> **Record extracts**

begin

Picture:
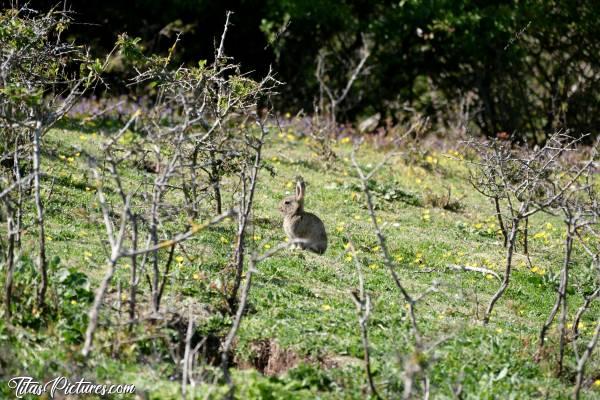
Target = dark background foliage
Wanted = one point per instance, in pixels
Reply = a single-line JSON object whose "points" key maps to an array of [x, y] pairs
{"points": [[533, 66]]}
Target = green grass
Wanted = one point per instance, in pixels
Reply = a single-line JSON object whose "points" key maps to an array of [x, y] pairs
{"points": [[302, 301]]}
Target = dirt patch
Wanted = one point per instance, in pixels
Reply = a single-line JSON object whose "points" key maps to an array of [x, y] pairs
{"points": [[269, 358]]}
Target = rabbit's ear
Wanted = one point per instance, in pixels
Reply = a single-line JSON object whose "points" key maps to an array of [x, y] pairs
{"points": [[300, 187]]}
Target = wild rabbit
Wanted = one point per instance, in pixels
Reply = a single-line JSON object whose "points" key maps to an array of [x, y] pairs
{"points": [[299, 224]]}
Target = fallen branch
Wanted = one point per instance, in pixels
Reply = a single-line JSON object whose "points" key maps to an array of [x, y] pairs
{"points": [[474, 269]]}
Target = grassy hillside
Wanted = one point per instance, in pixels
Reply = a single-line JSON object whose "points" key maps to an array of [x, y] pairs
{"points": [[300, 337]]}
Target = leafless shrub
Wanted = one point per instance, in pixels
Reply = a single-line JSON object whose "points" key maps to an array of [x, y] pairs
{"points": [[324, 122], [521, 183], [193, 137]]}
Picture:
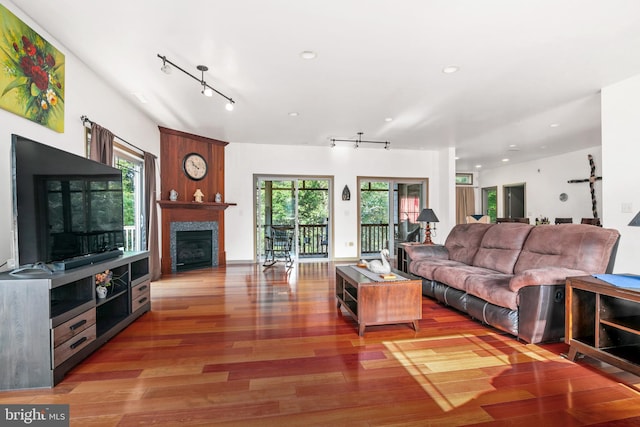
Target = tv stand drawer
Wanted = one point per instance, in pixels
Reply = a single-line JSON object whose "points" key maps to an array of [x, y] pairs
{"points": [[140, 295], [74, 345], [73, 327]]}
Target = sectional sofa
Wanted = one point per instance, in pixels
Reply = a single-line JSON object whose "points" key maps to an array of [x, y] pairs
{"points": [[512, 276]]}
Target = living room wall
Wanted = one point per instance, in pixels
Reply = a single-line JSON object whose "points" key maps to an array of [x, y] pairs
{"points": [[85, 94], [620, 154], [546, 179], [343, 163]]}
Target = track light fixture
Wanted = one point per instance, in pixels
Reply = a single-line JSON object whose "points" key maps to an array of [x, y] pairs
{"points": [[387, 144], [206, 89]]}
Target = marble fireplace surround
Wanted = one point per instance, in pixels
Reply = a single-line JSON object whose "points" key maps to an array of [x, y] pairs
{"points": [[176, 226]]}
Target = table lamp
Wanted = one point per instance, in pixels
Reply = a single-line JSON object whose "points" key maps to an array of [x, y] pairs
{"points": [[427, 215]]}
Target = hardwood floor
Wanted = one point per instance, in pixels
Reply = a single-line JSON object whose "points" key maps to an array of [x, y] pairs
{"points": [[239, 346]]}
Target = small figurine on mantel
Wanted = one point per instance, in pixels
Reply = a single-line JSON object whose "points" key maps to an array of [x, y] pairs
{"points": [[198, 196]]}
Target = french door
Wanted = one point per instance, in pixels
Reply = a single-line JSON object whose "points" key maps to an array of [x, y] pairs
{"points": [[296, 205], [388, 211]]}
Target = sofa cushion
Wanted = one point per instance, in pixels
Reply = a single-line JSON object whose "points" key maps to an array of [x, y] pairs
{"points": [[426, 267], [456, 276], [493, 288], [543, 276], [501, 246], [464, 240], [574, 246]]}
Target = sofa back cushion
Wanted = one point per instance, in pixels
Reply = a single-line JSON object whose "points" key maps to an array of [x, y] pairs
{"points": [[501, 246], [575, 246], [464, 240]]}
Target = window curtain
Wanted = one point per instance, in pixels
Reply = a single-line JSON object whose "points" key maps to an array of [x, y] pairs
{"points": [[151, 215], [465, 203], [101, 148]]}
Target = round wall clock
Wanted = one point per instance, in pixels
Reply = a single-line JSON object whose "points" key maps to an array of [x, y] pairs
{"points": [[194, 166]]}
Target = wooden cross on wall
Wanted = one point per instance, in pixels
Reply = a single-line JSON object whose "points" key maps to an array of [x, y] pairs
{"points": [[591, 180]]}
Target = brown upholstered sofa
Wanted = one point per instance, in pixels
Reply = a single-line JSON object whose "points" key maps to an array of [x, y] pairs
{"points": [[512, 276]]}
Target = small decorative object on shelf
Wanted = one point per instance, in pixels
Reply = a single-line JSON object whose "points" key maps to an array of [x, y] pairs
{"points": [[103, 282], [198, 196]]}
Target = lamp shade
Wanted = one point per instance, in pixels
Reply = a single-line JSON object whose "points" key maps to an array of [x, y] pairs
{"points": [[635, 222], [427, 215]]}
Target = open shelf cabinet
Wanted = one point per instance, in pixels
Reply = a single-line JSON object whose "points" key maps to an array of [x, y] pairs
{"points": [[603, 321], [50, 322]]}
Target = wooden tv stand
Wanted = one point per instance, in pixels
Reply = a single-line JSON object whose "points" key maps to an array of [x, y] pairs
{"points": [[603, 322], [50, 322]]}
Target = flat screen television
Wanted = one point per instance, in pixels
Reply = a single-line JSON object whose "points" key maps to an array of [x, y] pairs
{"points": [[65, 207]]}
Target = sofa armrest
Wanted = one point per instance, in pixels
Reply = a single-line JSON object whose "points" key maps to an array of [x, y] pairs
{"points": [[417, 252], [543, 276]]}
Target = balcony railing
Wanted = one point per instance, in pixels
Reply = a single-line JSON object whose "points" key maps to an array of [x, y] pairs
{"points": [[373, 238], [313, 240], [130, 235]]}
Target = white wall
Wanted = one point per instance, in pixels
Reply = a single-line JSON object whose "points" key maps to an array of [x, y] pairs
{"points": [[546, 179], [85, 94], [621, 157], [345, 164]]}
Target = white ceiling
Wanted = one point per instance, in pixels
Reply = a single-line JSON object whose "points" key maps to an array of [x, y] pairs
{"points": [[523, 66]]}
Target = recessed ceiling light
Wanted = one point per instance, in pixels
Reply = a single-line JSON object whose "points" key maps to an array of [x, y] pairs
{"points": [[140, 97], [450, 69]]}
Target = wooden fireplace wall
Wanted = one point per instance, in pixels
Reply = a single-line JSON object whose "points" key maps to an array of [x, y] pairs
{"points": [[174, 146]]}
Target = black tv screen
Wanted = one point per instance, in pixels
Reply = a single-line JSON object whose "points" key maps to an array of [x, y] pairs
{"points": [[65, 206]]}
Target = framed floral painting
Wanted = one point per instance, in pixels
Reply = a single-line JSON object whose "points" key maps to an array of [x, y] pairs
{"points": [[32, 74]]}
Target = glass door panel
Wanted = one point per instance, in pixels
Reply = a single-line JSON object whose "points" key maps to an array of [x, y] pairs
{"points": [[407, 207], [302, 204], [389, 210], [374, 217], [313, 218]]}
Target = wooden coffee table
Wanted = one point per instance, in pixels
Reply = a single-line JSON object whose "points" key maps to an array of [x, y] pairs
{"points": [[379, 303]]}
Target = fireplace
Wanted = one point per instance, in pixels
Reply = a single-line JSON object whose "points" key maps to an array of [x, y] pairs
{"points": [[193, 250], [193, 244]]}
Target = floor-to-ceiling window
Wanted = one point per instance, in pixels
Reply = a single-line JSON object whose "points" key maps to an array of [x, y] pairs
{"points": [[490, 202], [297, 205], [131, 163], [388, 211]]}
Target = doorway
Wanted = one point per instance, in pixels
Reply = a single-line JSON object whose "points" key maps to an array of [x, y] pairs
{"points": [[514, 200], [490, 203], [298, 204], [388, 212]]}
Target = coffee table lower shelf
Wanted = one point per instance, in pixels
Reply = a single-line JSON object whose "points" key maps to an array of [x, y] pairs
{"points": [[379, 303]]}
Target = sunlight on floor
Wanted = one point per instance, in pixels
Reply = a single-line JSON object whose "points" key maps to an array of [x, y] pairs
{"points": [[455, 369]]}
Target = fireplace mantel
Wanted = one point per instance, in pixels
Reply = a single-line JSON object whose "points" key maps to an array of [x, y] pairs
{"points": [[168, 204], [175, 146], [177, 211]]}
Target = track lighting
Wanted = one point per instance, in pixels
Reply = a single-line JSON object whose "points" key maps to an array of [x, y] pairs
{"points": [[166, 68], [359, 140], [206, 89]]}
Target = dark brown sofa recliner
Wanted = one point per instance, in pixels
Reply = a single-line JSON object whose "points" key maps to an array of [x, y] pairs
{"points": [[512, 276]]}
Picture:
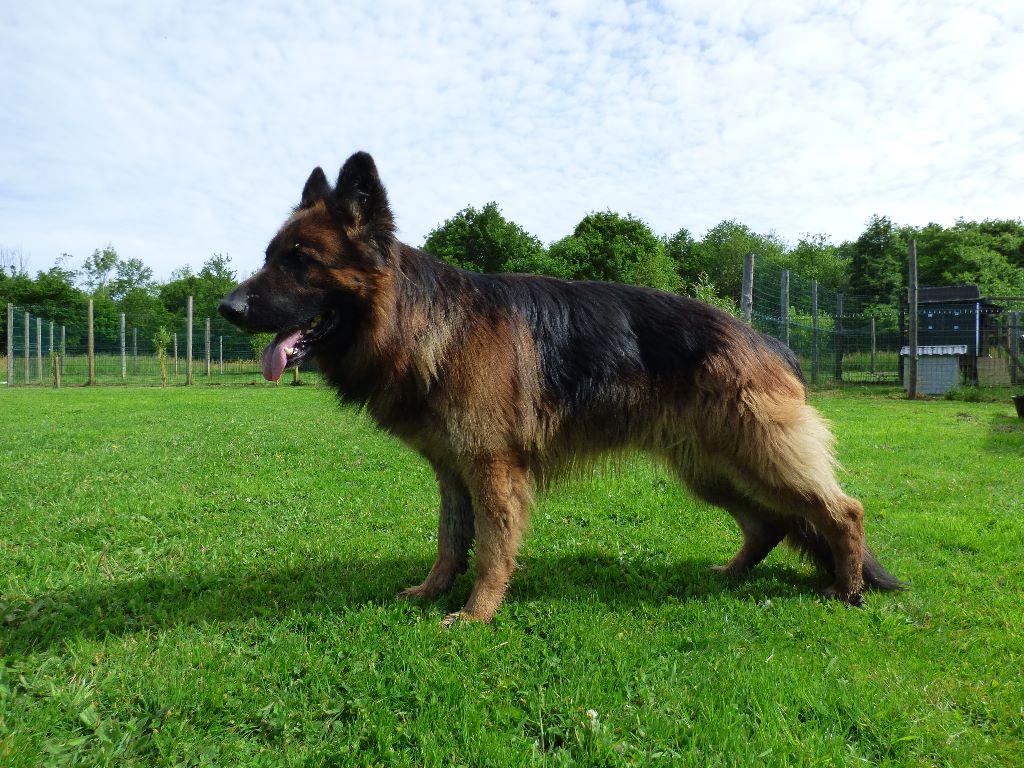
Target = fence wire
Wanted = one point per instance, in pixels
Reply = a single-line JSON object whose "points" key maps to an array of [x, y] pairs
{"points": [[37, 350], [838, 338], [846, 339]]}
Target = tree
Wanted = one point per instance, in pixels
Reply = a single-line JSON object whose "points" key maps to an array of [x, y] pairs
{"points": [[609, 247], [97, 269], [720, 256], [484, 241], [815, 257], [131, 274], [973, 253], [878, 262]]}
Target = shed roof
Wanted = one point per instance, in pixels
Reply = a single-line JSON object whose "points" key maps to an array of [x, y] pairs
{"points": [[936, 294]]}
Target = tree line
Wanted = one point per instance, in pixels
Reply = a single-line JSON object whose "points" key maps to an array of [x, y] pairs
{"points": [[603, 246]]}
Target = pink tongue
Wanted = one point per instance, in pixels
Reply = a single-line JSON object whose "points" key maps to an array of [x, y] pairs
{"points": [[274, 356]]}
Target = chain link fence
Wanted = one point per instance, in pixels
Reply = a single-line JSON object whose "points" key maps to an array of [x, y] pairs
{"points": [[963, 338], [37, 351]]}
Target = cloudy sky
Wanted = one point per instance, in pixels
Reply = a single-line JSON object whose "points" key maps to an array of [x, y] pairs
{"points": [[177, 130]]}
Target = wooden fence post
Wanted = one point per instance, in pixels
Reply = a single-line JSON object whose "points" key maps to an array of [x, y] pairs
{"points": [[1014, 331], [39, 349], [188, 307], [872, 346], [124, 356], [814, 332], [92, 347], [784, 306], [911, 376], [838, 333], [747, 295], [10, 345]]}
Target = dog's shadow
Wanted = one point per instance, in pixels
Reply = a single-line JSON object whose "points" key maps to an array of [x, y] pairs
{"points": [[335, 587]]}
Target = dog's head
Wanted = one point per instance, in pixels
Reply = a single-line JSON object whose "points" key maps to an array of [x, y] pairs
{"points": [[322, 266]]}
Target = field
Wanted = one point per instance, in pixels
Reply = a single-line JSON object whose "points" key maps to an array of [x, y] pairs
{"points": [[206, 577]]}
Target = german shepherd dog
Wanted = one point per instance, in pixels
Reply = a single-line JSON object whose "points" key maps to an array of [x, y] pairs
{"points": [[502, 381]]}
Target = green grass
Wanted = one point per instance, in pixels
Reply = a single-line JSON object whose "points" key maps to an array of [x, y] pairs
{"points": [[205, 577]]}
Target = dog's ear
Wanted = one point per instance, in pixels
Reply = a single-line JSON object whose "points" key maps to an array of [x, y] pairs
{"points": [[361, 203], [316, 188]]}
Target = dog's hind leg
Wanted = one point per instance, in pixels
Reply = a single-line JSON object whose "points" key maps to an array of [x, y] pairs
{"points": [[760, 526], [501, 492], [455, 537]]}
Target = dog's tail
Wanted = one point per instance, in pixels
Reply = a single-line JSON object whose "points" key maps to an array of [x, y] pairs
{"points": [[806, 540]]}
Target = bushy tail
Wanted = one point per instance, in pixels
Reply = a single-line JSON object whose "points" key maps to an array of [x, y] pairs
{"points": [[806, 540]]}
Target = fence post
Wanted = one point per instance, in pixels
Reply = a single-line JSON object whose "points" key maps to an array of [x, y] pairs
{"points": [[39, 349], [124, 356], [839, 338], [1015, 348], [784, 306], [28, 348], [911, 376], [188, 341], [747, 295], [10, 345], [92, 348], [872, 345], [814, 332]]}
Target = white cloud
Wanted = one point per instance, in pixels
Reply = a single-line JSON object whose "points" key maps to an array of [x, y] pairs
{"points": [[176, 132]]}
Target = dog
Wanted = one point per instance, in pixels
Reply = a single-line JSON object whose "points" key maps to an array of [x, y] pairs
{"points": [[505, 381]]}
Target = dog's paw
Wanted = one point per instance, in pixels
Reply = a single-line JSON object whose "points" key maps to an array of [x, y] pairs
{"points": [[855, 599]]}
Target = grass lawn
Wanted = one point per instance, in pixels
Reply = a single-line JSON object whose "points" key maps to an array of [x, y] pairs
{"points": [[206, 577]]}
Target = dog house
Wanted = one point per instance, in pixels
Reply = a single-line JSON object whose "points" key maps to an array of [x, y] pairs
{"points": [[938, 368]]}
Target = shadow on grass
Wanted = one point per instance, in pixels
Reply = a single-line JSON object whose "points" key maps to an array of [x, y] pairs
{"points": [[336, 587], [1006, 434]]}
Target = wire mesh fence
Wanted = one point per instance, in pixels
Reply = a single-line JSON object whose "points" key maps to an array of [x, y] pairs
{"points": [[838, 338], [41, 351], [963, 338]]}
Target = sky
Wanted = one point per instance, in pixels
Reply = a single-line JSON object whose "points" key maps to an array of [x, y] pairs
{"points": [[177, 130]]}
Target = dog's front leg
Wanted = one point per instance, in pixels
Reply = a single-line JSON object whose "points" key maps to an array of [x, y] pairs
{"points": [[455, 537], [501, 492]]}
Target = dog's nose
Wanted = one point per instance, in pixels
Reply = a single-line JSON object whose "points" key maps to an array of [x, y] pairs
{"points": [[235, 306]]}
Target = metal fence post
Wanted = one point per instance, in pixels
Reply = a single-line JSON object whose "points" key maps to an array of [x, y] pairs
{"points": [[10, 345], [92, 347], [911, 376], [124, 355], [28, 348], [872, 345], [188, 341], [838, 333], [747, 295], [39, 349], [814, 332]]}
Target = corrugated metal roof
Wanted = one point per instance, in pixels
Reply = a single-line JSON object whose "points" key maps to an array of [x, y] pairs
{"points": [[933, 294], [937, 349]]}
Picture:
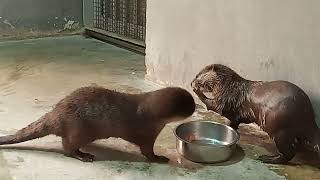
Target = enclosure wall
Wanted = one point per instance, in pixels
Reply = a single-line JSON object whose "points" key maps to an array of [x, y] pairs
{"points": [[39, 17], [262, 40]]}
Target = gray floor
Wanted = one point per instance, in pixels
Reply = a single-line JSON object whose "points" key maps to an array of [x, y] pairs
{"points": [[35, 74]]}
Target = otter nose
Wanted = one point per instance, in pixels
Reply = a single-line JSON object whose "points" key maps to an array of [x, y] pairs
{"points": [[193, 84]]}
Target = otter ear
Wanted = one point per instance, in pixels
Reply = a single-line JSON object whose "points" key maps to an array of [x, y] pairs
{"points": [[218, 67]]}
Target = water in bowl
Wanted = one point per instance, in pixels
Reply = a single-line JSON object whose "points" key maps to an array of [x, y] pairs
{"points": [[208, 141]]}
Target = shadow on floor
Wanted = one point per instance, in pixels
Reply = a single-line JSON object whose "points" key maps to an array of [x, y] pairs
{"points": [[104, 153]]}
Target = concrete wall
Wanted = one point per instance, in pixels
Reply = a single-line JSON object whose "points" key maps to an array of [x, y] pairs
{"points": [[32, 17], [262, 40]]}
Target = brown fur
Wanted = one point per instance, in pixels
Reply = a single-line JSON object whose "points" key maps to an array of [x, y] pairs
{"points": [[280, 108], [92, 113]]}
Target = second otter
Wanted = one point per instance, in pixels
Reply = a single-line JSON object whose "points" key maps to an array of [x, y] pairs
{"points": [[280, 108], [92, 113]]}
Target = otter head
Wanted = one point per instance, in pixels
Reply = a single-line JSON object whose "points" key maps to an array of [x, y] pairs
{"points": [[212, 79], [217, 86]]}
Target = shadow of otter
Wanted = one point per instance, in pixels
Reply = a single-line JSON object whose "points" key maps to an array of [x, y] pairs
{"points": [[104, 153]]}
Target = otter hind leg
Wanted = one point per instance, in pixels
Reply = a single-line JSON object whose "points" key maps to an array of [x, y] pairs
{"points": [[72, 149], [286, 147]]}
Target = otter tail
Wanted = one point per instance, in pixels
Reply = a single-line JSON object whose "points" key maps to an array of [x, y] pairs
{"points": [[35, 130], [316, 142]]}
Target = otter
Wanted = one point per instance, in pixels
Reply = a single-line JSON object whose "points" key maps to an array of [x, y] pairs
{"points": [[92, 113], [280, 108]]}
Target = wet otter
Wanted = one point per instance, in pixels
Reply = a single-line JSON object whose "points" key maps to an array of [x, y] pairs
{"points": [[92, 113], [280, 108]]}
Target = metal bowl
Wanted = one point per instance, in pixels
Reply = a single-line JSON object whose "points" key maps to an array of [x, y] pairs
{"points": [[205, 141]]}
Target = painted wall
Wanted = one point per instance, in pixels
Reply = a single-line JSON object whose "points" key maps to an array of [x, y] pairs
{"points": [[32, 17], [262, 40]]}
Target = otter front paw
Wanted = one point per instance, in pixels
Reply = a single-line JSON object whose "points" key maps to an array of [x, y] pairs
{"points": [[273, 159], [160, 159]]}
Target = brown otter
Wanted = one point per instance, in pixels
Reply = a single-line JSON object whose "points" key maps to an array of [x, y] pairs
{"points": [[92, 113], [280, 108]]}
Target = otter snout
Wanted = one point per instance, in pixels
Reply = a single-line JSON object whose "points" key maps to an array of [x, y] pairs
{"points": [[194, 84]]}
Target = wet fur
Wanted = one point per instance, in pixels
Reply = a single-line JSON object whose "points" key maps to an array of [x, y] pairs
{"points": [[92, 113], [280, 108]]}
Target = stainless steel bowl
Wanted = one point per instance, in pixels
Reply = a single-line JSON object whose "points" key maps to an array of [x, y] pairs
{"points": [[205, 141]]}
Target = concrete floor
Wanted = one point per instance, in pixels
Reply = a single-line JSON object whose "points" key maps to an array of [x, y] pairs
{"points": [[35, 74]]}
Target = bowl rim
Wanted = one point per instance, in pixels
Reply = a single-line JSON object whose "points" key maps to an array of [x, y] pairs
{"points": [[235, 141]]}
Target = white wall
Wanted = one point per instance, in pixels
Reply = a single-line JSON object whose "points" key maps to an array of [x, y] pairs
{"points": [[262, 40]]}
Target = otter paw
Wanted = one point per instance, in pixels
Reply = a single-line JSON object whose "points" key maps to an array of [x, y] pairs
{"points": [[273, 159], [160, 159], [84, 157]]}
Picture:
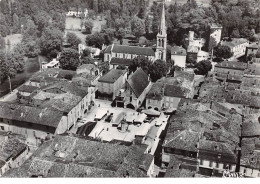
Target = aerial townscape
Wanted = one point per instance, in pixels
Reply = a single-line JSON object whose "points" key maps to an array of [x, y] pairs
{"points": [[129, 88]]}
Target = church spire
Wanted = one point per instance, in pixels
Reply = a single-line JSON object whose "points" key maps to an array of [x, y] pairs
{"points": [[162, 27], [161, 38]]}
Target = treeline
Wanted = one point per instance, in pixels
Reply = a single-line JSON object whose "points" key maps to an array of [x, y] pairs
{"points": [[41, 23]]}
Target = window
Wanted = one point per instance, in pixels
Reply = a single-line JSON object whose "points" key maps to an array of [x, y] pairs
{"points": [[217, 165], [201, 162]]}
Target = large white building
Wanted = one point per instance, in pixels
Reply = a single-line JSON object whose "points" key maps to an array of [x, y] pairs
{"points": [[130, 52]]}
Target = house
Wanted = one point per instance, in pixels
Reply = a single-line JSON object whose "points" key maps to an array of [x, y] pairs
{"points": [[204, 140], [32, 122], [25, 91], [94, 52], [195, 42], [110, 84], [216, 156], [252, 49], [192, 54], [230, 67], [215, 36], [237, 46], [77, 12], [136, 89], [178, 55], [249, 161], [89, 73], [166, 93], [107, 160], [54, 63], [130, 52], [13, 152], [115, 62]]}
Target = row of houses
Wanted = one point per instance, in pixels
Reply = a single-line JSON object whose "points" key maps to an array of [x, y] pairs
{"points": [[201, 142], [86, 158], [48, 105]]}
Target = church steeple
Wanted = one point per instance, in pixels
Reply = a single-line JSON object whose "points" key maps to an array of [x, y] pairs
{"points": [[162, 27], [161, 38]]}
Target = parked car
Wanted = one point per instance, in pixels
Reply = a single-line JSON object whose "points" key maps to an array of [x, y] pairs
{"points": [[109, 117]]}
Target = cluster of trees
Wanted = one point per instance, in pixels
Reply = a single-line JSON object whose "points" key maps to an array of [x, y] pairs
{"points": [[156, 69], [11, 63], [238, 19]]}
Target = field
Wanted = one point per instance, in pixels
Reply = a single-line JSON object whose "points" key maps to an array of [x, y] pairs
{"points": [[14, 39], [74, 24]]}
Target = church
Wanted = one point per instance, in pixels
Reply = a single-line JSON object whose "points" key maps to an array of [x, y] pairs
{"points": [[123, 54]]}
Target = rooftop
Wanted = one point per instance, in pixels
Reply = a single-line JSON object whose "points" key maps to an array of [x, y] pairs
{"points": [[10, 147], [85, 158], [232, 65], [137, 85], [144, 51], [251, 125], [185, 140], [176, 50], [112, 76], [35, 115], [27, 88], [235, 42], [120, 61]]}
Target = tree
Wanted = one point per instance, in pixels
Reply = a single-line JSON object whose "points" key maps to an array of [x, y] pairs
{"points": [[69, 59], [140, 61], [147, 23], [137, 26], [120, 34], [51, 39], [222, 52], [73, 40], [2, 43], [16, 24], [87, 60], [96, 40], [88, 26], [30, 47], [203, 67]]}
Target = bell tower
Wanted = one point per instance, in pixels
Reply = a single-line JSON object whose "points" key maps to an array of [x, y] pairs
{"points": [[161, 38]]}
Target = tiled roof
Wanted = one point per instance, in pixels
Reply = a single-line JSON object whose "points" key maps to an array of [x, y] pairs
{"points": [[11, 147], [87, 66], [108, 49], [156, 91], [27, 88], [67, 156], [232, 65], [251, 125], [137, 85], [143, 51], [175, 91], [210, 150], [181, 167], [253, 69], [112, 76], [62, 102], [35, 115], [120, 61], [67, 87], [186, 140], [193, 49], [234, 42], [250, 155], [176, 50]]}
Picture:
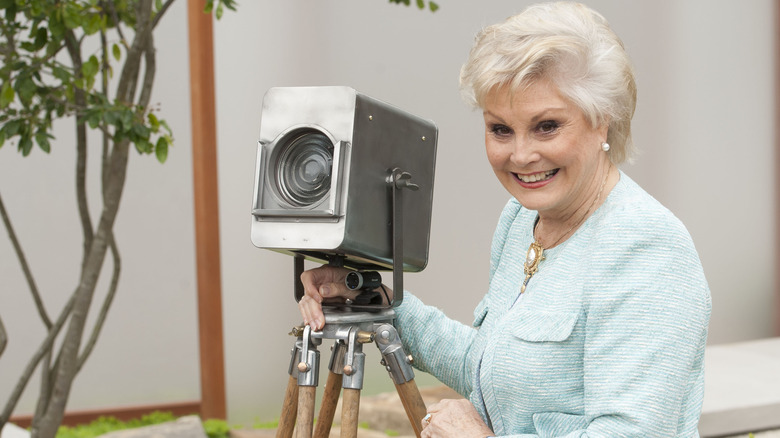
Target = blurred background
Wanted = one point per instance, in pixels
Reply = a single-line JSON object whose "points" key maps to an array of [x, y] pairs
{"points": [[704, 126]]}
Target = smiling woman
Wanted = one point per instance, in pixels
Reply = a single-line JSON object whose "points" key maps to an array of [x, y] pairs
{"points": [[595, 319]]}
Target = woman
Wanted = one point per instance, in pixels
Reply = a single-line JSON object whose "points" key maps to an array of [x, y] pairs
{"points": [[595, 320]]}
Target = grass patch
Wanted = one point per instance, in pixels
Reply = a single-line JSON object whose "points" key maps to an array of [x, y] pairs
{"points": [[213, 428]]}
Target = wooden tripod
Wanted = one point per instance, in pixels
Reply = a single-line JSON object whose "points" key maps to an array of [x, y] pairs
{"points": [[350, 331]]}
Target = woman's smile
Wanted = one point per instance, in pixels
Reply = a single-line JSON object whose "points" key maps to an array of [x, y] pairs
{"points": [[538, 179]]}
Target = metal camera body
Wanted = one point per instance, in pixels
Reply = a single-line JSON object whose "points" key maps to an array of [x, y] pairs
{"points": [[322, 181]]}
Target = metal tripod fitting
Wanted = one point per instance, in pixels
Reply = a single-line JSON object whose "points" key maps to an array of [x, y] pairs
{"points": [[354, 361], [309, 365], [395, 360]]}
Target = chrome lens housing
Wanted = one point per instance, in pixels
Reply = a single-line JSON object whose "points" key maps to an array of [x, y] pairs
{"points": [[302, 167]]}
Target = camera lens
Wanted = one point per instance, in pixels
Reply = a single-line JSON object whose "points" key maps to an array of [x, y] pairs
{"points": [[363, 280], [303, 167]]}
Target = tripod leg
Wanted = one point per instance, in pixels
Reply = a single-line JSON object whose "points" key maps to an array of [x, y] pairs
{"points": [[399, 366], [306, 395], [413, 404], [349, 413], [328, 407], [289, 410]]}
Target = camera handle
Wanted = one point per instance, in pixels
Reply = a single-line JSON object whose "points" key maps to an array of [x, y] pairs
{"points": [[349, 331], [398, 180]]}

end

> **Task objective**
Your task is to reproduce, exactly and exclusively, the lines from the one holding "Target = wooden tripod" through the final line of the listing.

> **Result**
Target = wooden tripod
Wanted = one point per instance, in pixels
Reply = a single-line JSON object whose "points" key maps to an array of [x, y] pairs
{"points": [[350, 331]]}
Target = woman's smile
Wanted = one point per instance, in pixels
Reply = a single-line JSON object whose "points" key maps to an array of [x, y] pairs
{"points": [[538, 179]]}
Target = metal camera body
Wanted = one point per instance, in pixels
Reply = a single-line JSON object whose "points" key maps to an array of [x, y] pairs
{"points": [[322, 181]]}
Target = metal tripod fitting
Wanted = one point per instance, in pixels
Reply = a single-line JSON object whose "points" key maps to an array of [x, y] pairs
{"points": [[354, 361], [309, 365], [395, 360]]}
Target = chrome lens housing
Wanted = one point per instance, in pixels
Reply = a single-line JSON object whose "points" key maps to an array of [x, y] pairs
{"points": [[302, 167]]}
Target = camera lens
Wanted = one point per instance, in pixels
Reply = a single-line JSON object whose "points" key maps to an array of [x, y] pairs
{"points": [[363, 280], [303, 167]]}
Target = tripod leg
Wanted = one point per instance, in pixels
Reply = a single-line JSON object whose "points" key maps to an array of [x, y] pairs
{"points": [[399, 366], [306, 395], [413, 404], [349, 413], [328, 407], [289, 410]]}
Target = camera handle
Wanted = one point per instance, in pixels
Reply = a single-line JSON object whose "points" key maps to an array of [x, y] pairs
{"points": [[349, 331], [398, 180]]}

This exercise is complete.